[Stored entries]
** START **
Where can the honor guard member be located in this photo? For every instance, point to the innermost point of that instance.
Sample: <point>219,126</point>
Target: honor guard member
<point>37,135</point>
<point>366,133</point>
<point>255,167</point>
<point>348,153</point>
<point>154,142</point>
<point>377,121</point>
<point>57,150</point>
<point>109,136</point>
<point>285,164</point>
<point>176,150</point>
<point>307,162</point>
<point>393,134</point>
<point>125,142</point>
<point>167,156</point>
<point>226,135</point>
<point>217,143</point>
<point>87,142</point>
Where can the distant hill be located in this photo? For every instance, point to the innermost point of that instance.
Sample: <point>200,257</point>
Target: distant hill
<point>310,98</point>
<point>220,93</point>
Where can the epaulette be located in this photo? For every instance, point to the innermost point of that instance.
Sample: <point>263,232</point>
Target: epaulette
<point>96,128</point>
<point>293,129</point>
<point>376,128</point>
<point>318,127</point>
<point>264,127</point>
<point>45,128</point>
** END **
- **Challenge**
Could you write out all the lines of these records again, requests included, with every coordinate in the answer points scaled by 0.65 and rounded to whole numbers, halves up? Leave the numbers in the requests and in their sample points as they are.

- **Task output**
Where can the honor guard member be located in this photo? For every instance, point to the innermost point of that instance.
Sample: <point>219,126</point>
Target: honor guard member
<point>24,88</point>
<point>238,86</point>
<point>166,109</point>
<point>226,99</point>
<point>100,92</point>
<point>245,79</point>
<point>37,98</point>
<point>71,88</point>
<point>185,107</point>
<point>114,98</point>
<point>200,105</point>
<point>255,87</point>
<point>81,92</point>
<point>109,101</point>
<point>147,88</point>
<point>141,93</point>
<point>57,92</point>
Where can the distant hill be located in this photo? For every instance, point to the innermost point of that instance.
Sample: <point>200,257</point>
Target: distant hill
<point>202,64</point>
<point>143,60</point>
Where can the epaulette be located in this photo? For every instance, point to the innermost point of that instance.
Sample: <point>263,232</point>
Target: epaulette
<point>62,83</point>
<point>190,84</point>
<point>244,83</point>
<point>207,83</point>
<point>172,83</point>
<point>29,83</point>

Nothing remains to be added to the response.